Can you reproduce every line of the records below, requests included, but add 130 to each vertex coordinate in the outline answers? Leave the requests and their format samples unchanged.

(Stored items)
* * * * * * *
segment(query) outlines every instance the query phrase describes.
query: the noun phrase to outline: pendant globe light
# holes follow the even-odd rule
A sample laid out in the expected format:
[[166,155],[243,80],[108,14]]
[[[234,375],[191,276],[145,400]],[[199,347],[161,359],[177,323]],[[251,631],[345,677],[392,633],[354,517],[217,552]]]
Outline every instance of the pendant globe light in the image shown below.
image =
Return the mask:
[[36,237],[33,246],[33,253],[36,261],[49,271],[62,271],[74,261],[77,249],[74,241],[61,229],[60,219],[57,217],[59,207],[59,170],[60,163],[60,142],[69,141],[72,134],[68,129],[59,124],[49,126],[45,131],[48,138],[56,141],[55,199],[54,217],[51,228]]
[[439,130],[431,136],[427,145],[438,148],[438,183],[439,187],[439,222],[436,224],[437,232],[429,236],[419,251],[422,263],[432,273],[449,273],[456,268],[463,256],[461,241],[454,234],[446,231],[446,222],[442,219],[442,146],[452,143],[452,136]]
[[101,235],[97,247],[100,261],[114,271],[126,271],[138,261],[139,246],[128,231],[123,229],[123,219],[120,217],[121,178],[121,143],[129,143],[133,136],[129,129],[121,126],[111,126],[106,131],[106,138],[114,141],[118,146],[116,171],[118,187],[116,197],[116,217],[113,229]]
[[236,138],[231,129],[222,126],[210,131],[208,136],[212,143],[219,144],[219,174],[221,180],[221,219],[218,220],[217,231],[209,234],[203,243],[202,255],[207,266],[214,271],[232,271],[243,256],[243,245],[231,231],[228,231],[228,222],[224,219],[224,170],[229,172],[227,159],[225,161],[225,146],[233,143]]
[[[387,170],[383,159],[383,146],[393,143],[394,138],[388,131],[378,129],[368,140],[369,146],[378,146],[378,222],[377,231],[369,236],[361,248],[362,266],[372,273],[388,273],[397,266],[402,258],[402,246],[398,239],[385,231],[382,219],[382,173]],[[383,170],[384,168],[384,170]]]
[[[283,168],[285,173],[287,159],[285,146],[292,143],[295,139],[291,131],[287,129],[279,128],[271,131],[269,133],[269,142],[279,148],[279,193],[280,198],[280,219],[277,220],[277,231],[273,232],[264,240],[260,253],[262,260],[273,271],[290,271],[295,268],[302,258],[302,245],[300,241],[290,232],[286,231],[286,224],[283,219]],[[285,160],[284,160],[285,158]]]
* * * * * * *
EXERCISE RESULT »
segment(query) outlines every instance the query phrase describes.
query: the noun phrase to outline: pendant globe light
# holes follow the even-odd rule
A sample laid out in the expected format:
[[166,155],[243,80],[108,14]]
[[[234,375],[191,276],[145,400]],[[199,347],[161,359],[177,323]],[[251,631],[345,677],[392,633],[354,517],[217,552]]]
Outline every instance of the pendant globe light in the image shown below.
image =
Return the mask:
[[166,367],[163,376],[163,383],[166,391],[179,401],[192,401],[204,391],[207,379],[204,371],[191,359],[190,349],[187,347],[189,337],[189,300],[190,293],[190,272],[199,271],[202,264],[198,259],[189,254],[179,256],[175,261],[178,268],[186,271],[185,329],[184,347],[181,358]]
[[569,260],[561,266],[557,275],[568,278],[568,313],[569,317],[569,352],[566,354],[567,362],[559,366],[549,381],[552,393],[562,403],[579,403],[586,398],[593,386],[591,371],[584,364],[576,361],[576,352],[572,349],[572,276],[582,273],[582,266]]
[[231,365],[227,377],[230,391],[244,401],[256,401],[268,391],[269,376],[258,361],[253,359],[253,349],[250,347],[251,308],[251,273],[259,273],[263,266],[259,259],[251,256],[241,256],[236,261],[236,268],[244,271],[248,276],[246,301],[248,317],[246,327],[246,347],[243,359]]
[[366,268],[361,259],[352,256],[340,261],[338,266],[342,273],[349,274],[349,304],[351,310],[351,349],[348,350],[347,361],[339,364],[333,373],[332,385],[337,396],[344,401],[362,401],[373,386],[373,375],[361,361],[358,361],[358,352],[354,349],[354,300],[359,302],[357,289],[355,291],[355,276],[363,273]]
[[[517,300],[513,289],[513,276],[523,273],[524,268],[518,261],[508,259],[498,270],[499,276],[508,276],[508,352],[507,361],[499,366],[491,378],[492,396],[502,403],[518,403],[527,396],[532,388],[532,376],[528,369],[515,361],[512,349],[512,303]],[[513,300],[514,298],[514,300]]]
[[[413,298],[415,303],[417,289],[415,276],[422,273],[425,269],[421,261],[417,259],[409,258],[401,261],[399,263],[399,272],[409,278],[409,323],[410,328],[410,349],[407,350],[407,361],[403,362],[394,370],[390,383],[392,390],[403,401],[420,401],[425,398],[432,388],[432,375],[430,371],[420,362],[416,361],[416,354],[413,349]],[[415,290],[414,290],[415,288]]]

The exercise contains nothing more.